§ METTI IN PRATICA:
1. Riassumi in due frasi il brano sul credito bancario.
2. Riprendi il brano sul credito bancario e proseguilo a partire dalla sua ultima frase.

§ TESTO ESTRATTO:
-=-=-=-=-

È dunque necessario che si rinnovi la relazione tra Valore e Credito e, tenuto conto che le misure di sostegno intraprese dal governo hanno individuato le banche quali veicolo di moltiplicazione della liquidità nel sistema, l’attenzione si sofferma sul ruolo centrale che espone il sistema bancario a possibili trasmissioni dello shock della crisi di liquidità, con le inevitabili tensioni sia sui bilanci delle banche e sui rapporti banca-impresa.

La disamina della situazione strutturale del sistema bancario, letta con le lenti di ingrandimento della prospettiva post-pandemica, va declinata nella qualità degli attivi patrimoniali. La considerazione per cui, per soddisfare le esigenze di liquidità originate dalla crisi, si generi un aumento rilevante del tasso di insolvenza e con esso il deterioramento “strutturale” degli attivi bancari, unitamente alla “leggerezza” dei fondamentali di un sistema economico di fronte a un evento globale e imprevedibile, offre per osmosi letteraria un quadro di “insostenibile leggerezza strutturale”: è plausibile renderla “sostenibile”?

Ciò che può variare radicalmente la prospettiva è il valore reale sottostante a ciò che genera quegli attivi. Il merito di credito dovrà dunque volgere alla più ampia considerazione di aspetti “valorosi” dell’impresa, aggettivo accattivante voluto e non casuale, ovvero valori non espressi direttamente dai dati contabili e neppure extra contabili, bensì espressione della elaborazione degli stessi e di tutto il set di informazioni che la banca ha e può acquisire, intelligentemente incrociato con il set di informazioni a disposizione dell’imprenditore. Ma “valoroso” anche perché coraggio, provate capacità, efficacia (tre dei significati più accreditati dell’aggettivo) dovranno permeare l’auspicata revisione innovativa.

La prospettiva di un incremento di crediti deteriorati (non performing loans, o Npl) quanto rischierebbe di determinare una restrizione della offerta di credito? Le evidenze disponibili presso la Banca d’Italia suggeriscono che una parte non trascurabile degli Npl concessi a imprese in difficoltà tornano in bonis dopo qualche tempo, segno inconfutabile che una parte non trascurabile delle aziende possiede valori sottostanti non adeguatamente stimati.

-=-=-=-=-

Materiale tratto da una raccolta
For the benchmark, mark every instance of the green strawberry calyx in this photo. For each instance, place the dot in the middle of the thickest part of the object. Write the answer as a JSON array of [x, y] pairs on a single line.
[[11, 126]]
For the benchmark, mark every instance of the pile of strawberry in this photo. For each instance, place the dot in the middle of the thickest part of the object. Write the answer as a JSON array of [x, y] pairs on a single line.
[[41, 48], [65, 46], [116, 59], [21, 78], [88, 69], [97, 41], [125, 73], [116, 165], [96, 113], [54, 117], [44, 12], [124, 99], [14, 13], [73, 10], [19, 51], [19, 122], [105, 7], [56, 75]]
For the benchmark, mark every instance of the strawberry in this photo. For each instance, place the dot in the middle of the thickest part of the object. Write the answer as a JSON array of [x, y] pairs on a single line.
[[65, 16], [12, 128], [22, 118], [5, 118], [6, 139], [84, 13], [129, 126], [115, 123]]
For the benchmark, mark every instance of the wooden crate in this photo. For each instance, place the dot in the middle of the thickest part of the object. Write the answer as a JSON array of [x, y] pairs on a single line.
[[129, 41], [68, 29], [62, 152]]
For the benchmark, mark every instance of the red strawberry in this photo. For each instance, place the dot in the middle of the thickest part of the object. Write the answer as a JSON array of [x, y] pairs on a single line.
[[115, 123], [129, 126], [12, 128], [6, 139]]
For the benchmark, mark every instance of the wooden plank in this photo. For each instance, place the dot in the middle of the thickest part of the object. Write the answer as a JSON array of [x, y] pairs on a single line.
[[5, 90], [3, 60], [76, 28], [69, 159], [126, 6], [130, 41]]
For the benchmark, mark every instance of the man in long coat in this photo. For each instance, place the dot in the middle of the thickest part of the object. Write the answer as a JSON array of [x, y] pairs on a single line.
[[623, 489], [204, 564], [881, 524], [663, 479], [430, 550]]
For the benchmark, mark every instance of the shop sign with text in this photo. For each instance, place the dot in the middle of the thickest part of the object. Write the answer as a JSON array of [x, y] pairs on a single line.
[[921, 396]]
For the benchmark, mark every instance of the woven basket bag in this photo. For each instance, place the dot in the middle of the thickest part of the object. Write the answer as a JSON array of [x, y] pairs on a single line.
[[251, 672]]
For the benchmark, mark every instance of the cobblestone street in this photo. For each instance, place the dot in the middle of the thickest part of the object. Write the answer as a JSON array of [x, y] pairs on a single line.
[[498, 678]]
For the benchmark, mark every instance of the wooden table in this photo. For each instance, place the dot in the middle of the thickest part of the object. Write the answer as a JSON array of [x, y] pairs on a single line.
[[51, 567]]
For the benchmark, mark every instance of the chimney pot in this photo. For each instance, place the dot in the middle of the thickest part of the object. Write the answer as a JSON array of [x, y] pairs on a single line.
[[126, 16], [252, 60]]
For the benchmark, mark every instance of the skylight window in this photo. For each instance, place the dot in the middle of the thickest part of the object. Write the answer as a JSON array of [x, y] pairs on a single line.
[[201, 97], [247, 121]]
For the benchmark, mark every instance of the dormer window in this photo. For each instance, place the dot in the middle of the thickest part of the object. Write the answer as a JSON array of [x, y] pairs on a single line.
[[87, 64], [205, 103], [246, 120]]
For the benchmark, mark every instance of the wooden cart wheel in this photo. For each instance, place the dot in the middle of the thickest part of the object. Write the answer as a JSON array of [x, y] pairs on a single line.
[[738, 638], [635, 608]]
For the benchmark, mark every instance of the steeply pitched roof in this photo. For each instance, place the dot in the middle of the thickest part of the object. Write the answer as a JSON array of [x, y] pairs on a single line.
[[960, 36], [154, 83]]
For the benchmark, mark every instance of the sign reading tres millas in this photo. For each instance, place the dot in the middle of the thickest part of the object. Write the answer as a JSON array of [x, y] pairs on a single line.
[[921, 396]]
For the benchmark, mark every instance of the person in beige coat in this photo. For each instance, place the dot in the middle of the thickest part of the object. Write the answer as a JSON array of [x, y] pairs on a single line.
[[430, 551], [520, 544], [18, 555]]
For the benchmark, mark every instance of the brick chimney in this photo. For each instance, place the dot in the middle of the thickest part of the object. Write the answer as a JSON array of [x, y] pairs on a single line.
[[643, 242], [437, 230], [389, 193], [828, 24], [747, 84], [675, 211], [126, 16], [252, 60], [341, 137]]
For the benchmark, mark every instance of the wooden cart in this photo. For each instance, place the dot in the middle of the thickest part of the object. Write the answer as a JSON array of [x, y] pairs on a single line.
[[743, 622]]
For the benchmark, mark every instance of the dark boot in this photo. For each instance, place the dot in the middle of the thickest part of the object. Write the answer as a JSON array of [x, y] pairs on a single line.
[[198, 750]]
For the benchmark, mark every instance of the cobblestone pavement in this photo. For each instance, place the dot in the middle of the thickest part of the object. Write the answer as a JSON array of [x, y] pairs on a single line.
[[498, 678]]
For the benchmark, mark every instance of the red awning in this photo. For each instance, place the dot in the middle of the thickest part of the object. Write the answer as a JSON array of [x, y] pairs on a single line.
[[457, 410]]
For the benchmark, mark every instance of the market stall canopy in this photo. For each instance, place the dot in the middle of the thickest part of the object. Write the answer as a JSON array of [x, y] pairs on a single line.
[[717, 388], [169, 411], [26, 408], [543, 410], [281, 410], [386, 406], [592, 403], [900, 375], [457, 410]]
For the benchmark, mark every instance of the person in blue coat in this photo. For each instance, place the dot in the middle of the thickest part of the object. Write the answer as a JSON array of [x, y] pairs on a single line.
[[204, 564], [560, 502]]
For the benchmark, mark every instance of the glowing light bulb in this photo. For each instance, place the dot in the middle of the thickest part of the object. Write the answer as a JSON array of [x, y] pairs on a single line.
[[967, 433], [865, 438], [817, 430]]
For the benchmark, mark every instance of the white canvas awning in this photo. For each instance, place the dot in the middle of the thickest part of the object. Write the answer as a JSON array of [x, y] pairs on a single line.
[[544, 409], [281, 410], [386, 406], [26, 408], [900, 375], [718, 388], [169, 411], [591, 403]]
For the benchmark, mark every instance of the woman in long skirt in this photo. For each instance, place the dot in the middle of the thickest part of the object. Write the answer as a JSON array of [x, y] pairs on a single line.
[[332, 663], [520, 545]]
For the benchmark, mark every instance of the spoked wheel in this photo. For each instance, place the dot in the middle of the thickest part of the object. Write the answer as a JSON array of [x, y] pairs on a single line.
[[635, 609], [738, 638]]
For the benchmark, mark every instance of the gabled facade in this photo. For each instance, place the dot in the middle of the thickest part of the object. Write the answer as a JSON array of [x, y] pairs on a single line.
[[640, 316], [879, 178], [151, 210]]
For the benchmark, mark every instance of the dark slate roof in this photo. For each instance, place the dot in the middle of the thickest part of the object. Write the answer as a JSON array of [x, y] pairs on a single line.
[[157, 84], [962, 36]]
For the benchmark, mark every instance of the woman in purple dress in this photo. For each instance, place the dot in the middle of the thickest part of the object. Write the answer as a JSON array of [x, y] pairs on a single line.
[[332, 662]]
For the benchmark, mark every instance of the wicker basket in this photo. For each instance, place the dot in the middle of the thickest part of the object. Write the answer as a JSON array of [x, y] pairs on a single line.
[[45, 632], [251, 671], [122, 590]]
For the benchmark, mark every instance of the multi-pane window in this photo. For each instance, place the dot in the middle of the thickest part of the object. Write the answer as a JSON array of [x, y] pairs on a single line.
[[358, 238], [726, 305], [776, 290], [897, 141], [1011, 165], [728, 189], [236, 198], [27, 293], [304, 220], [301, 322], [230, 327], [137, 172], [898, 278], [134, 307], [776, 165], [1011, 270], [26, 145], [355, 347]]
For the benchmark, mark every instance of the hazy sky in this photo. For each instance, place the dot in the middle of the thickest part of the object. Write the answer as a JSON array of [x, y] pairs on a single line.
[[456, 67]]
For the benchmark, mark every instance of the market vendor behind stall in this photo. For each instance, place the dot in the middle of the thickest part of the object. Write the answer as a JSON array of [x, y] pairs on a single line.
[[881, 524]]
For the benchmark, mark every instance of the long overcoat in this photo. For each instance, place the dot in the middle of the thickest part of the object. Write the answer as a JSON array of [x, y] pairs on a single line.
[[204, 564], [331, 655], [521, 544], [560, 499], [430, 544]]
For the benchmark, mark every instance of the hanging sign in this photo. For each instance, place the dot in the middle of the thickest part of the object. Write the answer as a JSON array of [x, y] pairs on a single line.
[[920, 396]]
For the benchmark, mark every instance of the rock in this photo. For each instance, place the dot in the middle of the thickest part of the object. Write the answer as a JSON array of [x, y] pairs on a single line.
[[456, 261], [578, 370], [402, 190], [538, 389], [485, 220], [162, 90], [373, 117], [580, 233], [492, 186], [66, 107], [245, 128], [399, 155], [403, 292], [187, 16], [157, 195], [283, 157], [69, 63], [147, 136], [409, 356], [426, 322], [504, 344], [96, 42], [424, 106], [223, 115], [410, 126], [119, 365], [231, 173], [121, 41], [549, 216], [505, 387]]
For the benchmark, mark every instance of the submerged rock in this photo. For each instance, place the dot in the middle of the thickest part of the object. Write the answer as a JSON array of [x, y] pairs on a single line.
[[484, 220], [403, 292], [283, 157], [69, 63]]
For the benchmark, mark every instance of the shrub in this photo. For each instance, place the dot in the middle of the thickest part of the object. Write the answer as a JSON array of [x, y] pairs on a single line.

-=-=-=-=-

§ RISPOSTE SCRITTE:
1. Poiché le misure di sostegno del governo hanno scelto le banche come veicolo della liquidità, il sistema bancario è esposto allo shock della crisi, con tensioni sui bilanci e sui rapporti banca-impresa e con il rischio di un deterioramento degli attivi dovuto all'aumento delle insolvenze. Per questo il merito di credito dovrà considerare i valori reali dell'impresa non espressi direttamente dai dati contabili, anche perché, secondo la Banca d'Italia, una parte non trascurabile dei crediti deteriorati concessi a imprese in difficoltà torna in bonis dopo qualche tempo.

2.
Se vogliamo credere che il sistema bancario possa sostenere la ripresa occorre anche credere che esso sia capace di procedere nella gestione futura degli Npl, quelli che si genereranno dalla attuale crisi da pandemia, secondo le direttrici indicate anche da Paolo Angelini, capo del dipartimento Vigilanza bancaria e finanziaria della Banca d’Italia, in un suo scritto del tutto condivisibile: buone politiche di vigilanza in materia di Npl dovrebbero indurre le banche a massimizzare tale quota di aziende che tornano in bonis, non a sbarazzarsi degli Npl a tutti i costi.

Il sistema bancario può ben accettare l’errore di previsione (a posteriori): se il lavoro di valutazione sarà stato complessivamente ben fatto, peserà certo meno delle perdite da cessione degli Npl.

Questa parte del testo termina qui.